INPUT
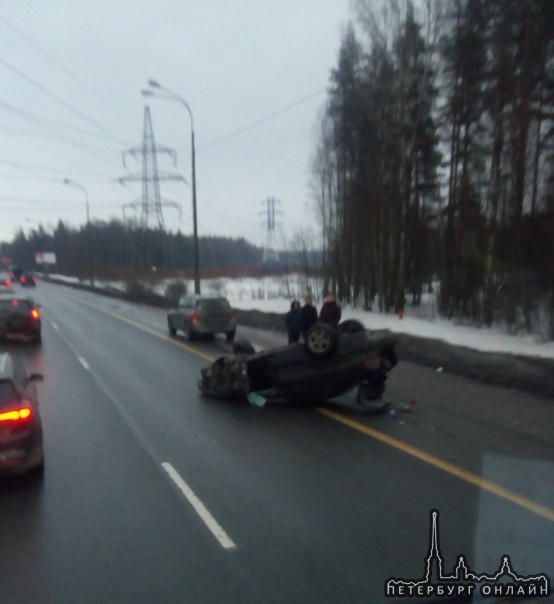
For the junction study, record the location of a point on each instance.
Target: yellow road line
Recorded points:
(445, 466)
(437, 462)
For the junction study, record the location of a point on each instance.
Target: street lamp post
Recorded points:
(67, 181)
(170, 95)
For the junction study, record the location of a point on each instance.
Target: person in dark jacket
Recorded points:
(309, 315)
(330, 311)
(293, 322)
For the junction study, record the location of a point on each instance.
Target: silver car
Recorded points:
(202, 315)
==
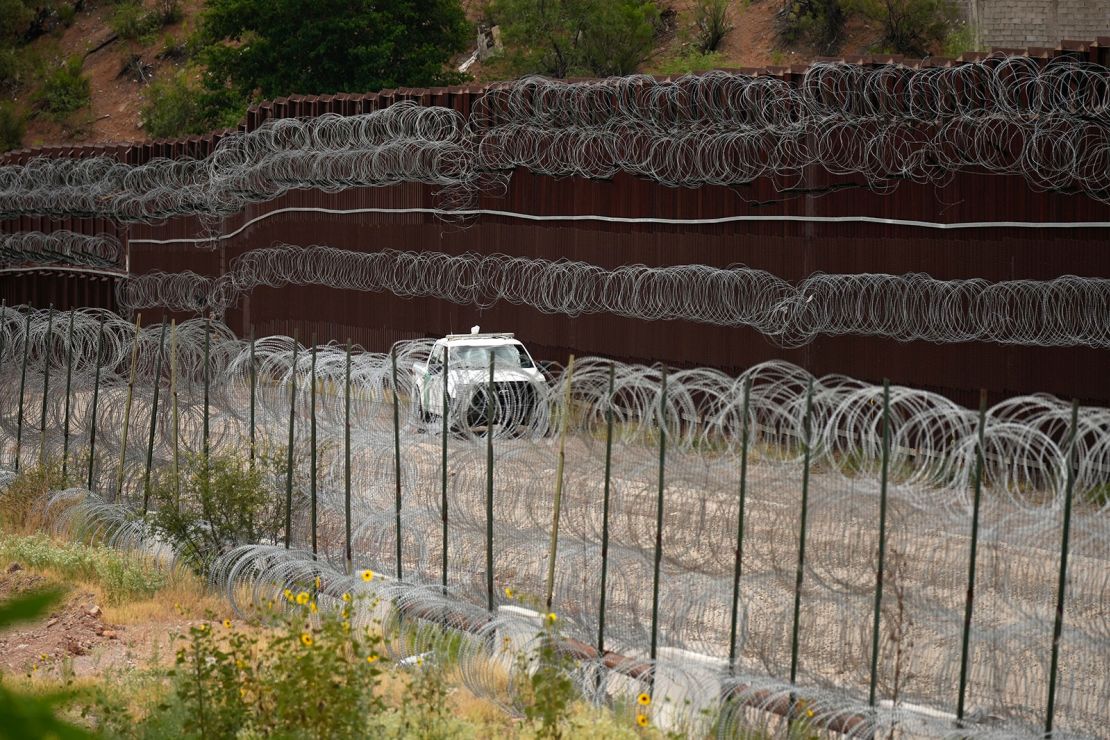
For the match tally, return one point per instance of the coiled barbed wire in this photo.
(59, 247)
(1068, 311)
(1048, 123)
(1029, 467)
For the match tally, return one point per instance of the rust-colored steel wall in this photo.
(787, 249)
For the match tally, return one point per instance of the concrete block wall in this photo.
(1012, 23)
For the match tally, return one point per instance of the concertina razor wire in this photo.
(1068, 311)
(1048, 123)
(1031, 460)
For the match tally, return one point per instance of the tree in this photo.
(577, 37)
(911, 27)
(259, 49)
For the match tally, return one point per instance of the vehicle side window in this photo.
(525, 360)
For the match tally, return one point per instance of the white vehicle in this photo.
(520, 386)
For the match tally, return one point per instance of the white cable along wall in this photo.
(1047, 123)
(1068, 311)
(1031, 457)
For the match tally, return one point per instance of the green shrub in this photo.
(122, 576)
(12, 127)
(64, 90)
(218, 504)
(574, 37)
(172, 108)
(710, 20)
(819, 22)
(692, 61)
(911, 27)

WORK INSTRUCTION
Check every line of the data above for the string "Target", and copy those that have it.

WRITTEN SOLUTION
Target: yellow road line
Target: street lamp post
Target: person in dark jacket
Target: silver car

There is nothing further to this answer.